> [PROBLEM DETAILS]
Every entry here needs to be repeated exactly.

> [INFORMATION PROVIDED]
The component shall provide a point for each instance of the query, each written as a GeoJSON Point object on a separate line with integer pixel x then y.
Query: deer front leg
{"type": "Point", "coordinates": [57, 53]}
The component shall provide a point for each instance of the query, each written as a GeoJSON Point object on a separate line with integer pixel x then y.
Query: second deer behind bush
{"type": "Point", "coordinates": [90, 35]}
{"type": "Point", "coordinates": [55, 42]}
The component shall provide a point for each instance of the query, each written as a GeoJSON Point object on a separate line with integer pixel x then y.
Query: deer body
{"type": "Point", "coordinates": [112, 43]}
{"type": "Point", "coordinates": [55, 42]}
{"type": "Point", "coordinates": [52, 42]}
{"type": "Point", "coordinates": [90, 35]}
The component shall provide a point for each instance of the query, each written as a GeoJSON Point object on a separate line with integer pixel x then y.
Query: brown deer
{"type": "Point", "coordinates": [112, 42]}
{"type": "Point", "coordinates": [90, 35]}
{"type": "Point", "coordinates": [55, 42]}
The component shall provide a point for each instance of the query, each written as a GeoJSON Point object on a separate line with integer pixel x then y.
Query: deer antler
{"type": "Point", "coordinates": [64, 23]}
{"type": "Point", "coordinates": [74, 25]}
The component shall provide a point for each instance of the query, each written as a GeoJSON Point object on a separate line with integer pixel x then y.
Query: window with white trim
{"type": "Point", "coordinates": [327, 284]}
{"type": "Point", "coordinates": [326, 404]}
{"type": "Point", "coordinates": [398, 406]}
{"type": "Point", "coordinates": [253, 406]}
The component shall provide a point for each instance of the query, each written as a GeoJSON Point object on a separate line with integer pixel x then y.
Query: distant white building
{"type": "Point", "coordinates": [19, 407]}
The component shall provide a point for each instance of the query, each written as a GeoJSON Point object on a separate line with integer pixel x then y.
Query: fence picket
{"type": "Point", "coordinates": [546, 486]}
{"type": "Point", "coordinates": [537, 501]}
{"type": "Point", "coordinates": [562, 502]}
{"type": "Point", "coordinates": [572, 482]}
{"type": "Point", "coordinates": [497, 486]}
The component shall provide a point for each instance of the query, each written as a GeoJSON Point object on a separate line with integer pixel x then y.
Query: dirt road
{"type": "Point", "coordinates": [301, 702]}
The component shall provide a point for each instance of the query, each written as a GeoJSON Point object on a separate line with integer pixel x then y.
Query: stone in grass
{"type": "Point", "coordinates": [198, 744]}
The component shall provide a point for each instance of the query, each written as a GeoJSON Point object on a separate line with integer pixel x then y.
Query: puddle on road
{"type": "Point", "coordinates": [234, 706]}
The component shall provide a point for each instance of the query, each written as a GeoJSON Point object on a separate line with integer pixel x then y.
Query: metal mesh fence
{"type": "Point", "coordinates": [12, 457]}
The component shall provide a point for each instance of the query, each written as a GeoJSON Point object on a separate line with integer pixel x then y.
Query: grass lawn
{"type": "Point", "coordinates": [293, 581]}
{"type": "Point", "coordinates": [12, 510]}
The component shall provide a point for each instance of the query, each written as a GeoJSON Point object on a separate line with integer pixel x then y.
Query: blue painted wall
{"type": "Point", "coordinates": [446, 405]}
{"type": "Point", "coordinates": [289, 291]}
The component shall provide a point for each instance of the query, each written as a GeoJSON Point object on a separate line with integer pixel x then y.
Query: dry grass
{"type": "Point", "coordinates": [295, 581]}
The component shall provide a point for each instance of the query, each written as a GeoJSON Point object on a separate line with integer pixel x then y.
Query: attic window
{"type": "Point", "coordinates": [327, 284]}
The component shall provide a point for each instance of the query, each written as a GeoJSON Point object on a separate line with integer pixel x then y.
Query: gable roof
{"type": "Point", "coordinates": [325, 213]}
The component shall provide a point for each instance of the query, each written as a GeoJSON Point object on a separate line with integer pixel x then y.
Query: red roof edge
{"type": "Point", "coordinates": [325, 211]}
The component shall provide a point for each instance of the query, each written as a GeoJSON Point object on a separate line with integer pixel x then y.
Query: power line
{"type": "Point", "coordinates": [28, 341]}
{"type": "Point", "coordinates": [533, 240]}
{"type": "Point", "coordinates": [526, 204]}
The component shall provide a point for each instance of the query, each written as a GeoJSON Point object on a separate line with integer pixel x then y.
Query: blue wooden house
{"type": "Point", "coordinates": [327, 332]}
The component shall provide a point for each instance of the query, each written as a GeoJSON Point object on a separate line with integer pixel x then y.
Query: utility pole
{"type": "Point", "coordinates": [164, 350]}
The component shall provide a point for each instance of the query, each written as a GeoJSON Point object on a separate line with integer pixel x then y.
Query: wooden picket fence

> [EXPECTED ANSWER]
The component shall provide a point for each instance of the query, each written as a GeoJSON Point object on a separate line with integer pixel x then y.
Query: deer front leg
{"type": "Point", "coordinates": [57, 53]}
The component shall provide a point for each instance of the query, each written as a GeoJSON Point object on a separate line with integer pixel x then y.
Query: second deer behind bush
{"type": "Point", "coordinates": [90, 35]}
{"type": "Point", "coordinates": [55, 42]}
The component shall provide a point for each instance of the query, each written as a GeoJSON Point object on a separate line with integer pixel x then y.
Query: deer body
{"type": "Point", "coordinates": [112, 43]}
{"type": "Point", "coordinates": [55, 42]}
{"type": "Point", "coordinates": [52, 42]}
{"type": "Point", "coordinates": [90, 35]}
The component shall provide a point for each instance of the query, each written as a GeoJSON Point object on a separate line with integer pixel x then y.
Query: brown deer
{"type": "Point", "coordinates": [112, 42]}
{"type": "Point", "coordinates": [90, 35]}
{"type": "Point", "coordinates": [55, 42]}
The component shall provide a point for each instance of the query, each written as a GeoJSON Point object on a separate line with integer pixel x then y.
Query: deer antler
{"type": "Point", "coordinates": [64, 23]}
{"type": "Point", "coordinates": [74, 25]}
The component shall provide a point for each instance of the query, each written as a GeoJSON Point object on a separate line with integer pixel x then y.
Query: window with white trim
{"type": "Point", "coordinates": [327, 284]}
{"type": "Point", "coordinates": [326, 404]}
{"type": "Point", "coordinates": [398, 406]}
{"type": "Point", "coordinates": [253, 406]}
The component shall provide a point for each instance of the query, each written as a GeoJSON Point object on a separate line with integer pixel x then y.
Query: distant white building
{"type": "Point", "coordinates": [19, 407]}
The component shall provide a point for each instance of the query, each written as a GeoJSON Point object on a separate line with integer pixel x then y.
Query: fence picket
{"type": "Point", "coordinates": [546, 486]}
{"type": "Point", "coordinates": [537, 501]}
{"type": "Point", "coordinates": [562, 502]}
{"type": "Point", "coordinates": [572, 482]}
{"type": "Point", "coordinates": [497, 486]}
The component shall provide a point for each instance of the query, each written as a GeoJSON Point object on a separate line with integer pixel x then y.
Query: dirt road
{"type": "Point", "coordinates": [301, 702]}
The component shall provide a point for each instance of the query, each written as a GeoJSON Point object on a separate line with integer pixel x then y.
Query: stone in grass
{"type": "Point", "coordinates": [198, 744]}
The component shall provide a point for each instance of the query, each written as a GeoJSON Point object on a separate line with integer pixel x then y.
Query: puddle on road
{"type": "Point", "coordinates": [234, 706]}
The component shall provide a point for each instance of the query, each written as a GeoJSON Point object on a separate line with integer pixel x then y.
Query: metal mesh fence
{"type": "Point", "coordinates": [12, 457]}
The component shall provide a point for each instance of the query, each written as a GeoJSON Point object on a separate line with integer pixel x then y.
Query: grass lawn
{"type": "Point", "coordinates": [293, 581]}
{"type": "Point", "coordinates": [12, 510]}
The component shall provide a point for each instance of the query, each written as a GeoJSON Point object on a separate line with integer pixel x then y.
Query: blue painted wall
{"type": "Point", "coordinates": [446, 405]}
{"type": "Point", "coordinates": [289, 291]}
The component shall provide a point for each instance of the query, each written as a GeoJSON Point object on a separate line with integer pixel x then y.
Query: dry grass
{"type": "Point", "coordinates": [295, 581]}
The component shall provide a point for each instance of the query, each written as a GeoJSON Point object on a separate line with integer pixel x then y.
Query: attic window
{"type": "Point", "coordinates": [327, 284]}
The component shall provide a point for each instance of the query, each written as a GeoJSON Point object on a separate line with integer pixel x then y.
Query: gable roof
{"type": "Point", "coordinates": [325, 213]}
The component shall provide a point for each instance of the query, each written as a GeoJSON Point object on a separate line with integer pixel x then y.
Query: red roof edge
{"type": "Point", "coordinates": [325, 211]}
The component shall provide a point for each instance of the query, each written as a GeoJSON Point object on a separate line with integer pixel x then y.
Query: power line
{"type": "Point", "coordinates": [28, 341]}
{"type": "Point", "coordinates": [533, 240]}
{"type": "Point", "coordinates": [526, 204]}
The component shall provide a point for each instance of the query, each written as a GeoJSON Point object on a separate line with integer pixel x then y.
Query: blue wooden house
{"type": "Point", "coordinates": [327, 332]}
The component shall provide a point for each instance of the query, each written as a GeoJSON Point object on a separate line with integer pixel x then y.
Query: utility pole
{"type": "Point", "coordinates": [164, 350]}
The component shall provide a point for each instance of the query, each written as a GeoJSON Point object on a separate line with integer pixel x then y.
Query: wooden picket fence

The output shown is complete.